--- START PASSAGE ---
AS FILED WITH THE SECURITIES AND EXCHANGE COMMISSION ON AUGUST 13, 1999.
                                                    REGISTRATION NO. 333-_______
- --------------------------------------------------------------------------------

                       SECURITIES AND EXCHANGE COMMISSION
                             WASHINGTON, D.C. 20549

                                    FORM S-8
                             REGISTRATION STATEMENT

                                      UNDER
                           THE SECURITIES ACT OF 1933


                          DIGITAL MICROWAVE CORPORATION
             (Exact Name of Registrant as Specified in Its Charter)


                 DELAWARE                               77-0016028
       (State or Other Jurisdiction        (I.R.S. Employer Identification No.)
    of Incorporation or Organization)

    170 ROSE ORCHARD WAY, SAN JOSE, CA                     95134
 (Address of Principal Executive Offices)               (Zip Code)

                          DIGITAL MICROWAVE CORPORATION
                            1999 STOCK INCENTIVE PLAN
                            (Full Title of the Plan)


                               CHARLES D. KISSNER
                CHAIRMAN OF THE BOARD AND CHIEF EXECUTIVE OFFICER
                          DIGITAL MICROWAVE CORPORATION
                              170 ROSE ORCHARD WAY
                               SAN JOSE, CA 95134
                     (Name and Address of Agent For Service)


                                  408/943-0777
                     (Telephone Number, Including Area Code,
                              of Agent For Service)


                                 With a copy to:
                              Bruce Alan Mann, Esq.
                             Morrison & Foerster LLP
                                425 Market Street
                             San Francisco, CA 94105

- --------------------------------------------------------------------------------


<PAGE>


                         Calculation of Registration Fee

<TABLE>
<CAPTION>
- ------------------------------------------------------------------------------------------------------------------
                                                   Proposed                 Proposed
Title of                       Number of           Maximum                  Maximum                Amount of
Securities to                  shares to be        Offering Price           Aggregate              Registration
be Registered                  Registered          Per Share                Offering Price         Fee
- ------------------------------------------------------------------------------------------------------------------
<S>                            <C>                 <C>                      <C>                    <C>
Common Stock                    2,500,000          $10.8125*                $27,031,250            $7,514.69
- ------------------------------------------------------------------------------------------------------------------
</TABLE>

*  Calculated solely for purposes of this offering under Rule 457(h) of the
   Securities Act of 1933 on the basis of the average of the high and low price
   per share of Digital Microwave Corporation's Common Stock on the Nasdaq
   National Market on August 10, 1999.


<PAGE>

                                     Part I

              INFORMATION REQUIRED IN THE SECTION 10(A) PROSPECTUS

              The documents containing the information specified in Part I of
Form S-8 (plan information and registrant information and employee plan
annual information) will be sent or given to employees as specified by Rule
428(b)(1) of the Securities Act of 1933, as amended (the "Securities Act").
--- END PASSAGE ---
--- START GIVEN INFORMATION ---
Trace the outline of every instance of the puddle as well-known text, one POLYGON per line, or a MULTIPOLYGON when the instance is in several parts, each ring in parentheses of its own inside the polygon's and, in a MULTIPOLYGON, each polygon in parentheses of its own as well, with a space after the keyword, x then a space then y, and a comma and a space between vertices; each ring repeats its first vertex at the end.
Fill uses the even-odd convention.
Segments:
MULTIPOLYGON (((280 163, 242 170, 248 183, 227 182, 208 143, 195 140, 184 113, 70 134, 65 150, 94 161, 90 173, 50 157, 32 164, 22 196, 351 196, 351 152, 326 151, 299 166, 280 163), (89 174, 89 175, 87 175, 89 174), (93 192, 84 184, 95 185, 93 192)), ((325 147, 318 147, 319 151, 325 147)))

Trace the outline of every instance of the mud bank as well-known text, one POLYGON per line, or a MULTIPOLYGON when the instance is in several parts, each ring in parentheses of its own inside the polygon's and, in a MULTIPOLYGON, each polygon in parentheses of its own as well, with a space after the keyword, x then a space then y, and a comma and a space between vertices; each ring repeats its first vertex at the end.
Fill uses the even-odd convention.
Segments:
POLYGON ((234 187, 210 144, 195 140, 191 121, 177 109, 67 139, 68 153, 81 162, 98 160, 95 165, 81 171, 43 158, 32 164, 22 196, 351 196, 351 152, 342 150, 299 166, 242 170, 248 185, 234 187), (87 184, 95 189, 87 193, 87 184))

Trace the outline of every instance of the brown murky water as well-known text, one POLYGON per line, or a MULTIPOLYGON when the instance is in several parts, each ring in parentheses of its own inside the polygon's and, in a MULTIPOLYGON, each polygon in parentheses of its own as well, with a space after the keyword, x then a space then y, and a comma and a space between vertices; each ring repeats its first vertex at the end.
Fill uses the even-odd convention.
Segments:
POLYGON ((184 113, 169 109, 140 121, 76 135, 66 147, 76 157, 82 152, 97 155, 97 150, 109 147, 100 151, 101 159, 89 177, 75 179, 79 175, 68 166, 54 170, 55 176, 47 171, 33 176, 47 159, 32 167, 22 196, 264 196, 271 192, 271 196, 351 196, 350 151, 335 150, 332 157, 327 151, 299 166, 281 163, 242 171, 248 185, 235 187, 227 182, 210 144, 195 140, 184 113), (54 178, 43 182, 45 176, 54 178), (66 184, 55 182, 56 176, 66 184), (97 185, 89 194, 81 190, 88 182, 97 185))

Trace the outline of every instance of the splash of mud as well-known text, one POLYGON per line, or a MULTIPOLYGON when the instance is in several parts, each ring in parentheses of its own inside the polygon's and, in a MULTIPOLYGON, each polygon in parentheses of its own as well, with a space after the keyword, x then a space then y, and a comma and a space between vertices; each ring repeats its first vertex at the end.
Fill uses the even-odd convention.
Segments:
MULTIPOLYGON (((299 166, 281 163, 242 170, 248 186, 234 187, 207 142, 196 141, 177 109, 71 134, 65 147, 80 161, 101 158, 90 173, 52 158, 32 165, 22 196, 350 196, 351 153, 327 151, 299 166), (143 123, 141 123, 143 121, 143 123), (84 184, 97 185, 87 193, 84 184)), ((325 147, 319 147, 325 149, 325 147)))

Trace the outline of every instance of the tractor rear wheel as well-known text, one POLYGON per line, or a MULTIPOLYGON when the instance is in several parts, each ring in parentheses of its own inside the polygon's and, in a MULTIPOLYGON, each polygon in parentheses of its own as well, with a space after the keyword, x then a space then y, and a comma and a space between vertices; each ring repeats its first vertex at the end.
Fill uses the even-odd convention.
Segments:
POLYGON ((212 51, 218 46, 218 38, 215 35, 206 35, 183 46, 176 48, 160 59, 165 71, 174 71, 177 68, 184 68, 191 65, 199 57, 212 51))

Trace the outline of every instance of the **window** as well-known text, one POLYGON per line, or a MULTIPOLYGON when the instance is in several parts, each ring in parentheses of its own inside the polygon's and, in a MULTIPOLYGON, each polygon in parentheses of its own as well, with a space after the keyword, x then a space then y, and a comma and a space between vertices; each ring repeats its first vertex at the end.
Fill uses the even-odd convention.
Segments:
--- END GIVEN INFORMATION ---
INSTRUCTIONS TO FOLLOW —
Reproduce the registration statement above word for word, from "CHARLES D. KISSNER" up to and including "Address of Agent For Service)".

TASK OUTPUT —
CHARLES D. KISSNER
                CHAIRMAN OF THE BOARD AND CHIEF EXECUTIVE OFFICER
                          DIGITAL MICROWAVE CORPORATION
                              170 ROSE ORCHARD WAY
                               SAN JOSE, CA 95134
                     (Name and Address of Agent For Service)